▸ **Dataset excerpts**:
******
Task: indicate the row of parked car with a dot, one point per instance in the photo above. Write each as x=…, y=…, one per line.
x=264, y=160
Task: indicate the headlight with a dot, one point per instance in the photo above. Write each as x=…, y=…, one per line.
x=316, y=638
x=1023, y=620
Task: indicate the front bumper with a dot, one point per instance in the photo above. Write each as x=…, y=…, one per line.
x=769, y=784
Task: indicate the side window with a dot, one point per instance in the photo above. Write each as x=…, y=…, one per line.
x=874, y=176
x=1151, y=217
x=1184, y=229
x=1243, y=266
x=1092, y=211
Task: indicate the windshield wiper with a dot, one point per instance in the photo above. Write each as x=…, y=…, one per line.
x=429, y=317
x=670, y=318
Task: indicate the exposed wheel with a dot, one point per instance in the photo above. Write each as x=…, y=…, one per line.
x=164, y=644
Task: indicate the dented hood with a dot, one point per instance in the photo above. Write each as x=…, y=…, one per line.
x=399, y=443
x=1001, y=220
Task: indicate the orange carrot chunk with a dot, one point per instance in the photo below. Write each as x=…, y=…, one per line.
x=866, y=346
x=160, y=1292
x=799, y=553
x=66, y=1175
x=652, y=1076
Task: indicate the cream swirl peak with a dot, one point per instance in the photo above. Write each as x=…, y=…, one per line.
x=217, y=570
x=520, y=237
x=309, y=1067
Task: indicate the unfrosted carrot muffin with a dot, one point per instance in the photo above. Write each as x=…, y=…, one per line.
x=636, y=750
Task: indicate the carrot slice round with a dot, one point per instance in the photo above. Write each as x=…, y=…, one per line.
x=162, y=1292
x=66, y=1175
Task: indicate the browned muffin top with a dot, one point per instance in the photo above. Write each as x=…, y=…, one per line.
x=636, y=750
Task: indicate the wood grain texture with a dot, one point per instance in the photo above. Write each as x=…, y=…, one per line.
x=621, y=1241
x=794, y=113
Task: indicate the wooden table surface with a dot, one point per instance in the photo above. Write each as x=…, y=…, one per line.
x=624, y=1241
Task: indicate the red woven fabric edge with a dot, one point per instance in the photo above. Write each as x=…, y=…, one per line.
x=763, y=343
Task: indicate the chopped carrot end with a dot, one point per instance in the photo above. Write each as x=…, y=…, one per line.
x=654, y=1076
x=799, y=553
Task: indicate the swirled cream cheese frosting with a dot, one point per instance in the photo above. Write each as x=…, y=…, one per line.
******
▸ **Objective**:
Reproduce every line of the material above word for word, in the same order and with the same line breaks.

▸ **Answer below**:
Task: indicate the row of parked car with a dot, one point per instance in the photo above. Write each as x=…, y=…, one per line.
x=264, y=160
Task: indicate the headlight with a dot, one point per instance in the photo above. Write each as x=…, y=…, one per line.
x=316, y=638
x=1023, y=620
Task: indicate the front bumper with a dot, one point per instance in the photo above. Write each as x=…, y=…, one per line.
x=769, y=784
Task: indicate the side window with a dot, one point per instance in the photo above. Write each as x=…, y=…, one per line.
x=874, y=176
x=1151, y=217
x=1184, y=229
x=1243, y=266
x=1092, y=211
Task: indicate the windshield wiper with a dot, one point per instance in the photo above. Write each as x=…, y=…, one per line.
x=429, y=317
x=670, y=318
Task: indicate the exposed wheel with a dot, one point per instance in the photo above. Write each as x=…, y=…, one per line.
x=164, y=644
Task: indicate the dented hood with a dot, one point per instance in the photo above. Write each as x=…, y=…, one per line.
x=399, y=443
x=1001, y=220
Task: indicate the orange carrot chunk with a dot, one point per instance in the photo below. Write each as x=…, y=…, one per line.
x=866, y=346
x=160, y=1292
x=799, y=553
x=66, y=1175
x=652, y=1076
Task: indicate the cream swirl peak with a dot, one point per instance in the photo above. Write each as x=…, y=…, one per line.
x=217, y=570
x=520, y=237
x=309, y=1067
Task: indicate the unfrosted carrot muffin with a dot, one point per instance in the photo above. Write each as x=…, y=…, one per line.
x=636, y=750
Task: indicate the carrot slice round with a dot, one point per instance in the photo above. Write each as x=…, y=…, one per line.
x=162, y=1292
x=66, y=1175
Task: indicate the browned muffin top with a dot, one point per instance in the photo above. Write each as x=…, y=…, one per line.
x=636, y=750
Task: indicate the wood grain texture with a dot, one point per instance in the photo above. Write each as x=…, y=…, one per line.
x=621, y=1241
x=794, y=113
Task: indicate the wooden table surface with a dot, one point per instance in the photo above. Write each as x=…, y=…, one per line.
x=624, y=1241
Task: indicate the red woven fabric edge with a dot, one point per instance in the photo above. Write each as x=…, y=…, one per line.
x=763, y=343
Task: indicate the chopped carrot end with a dot, one point per instance in the photo above. Write each as x=…, y=…, one per line.
x=654, y=1076
x=799, y=553
Task: indicate the swirled cream cheese frosting with a dot, one point per instance in the photo above. Write each as x=…, y=…, one per line.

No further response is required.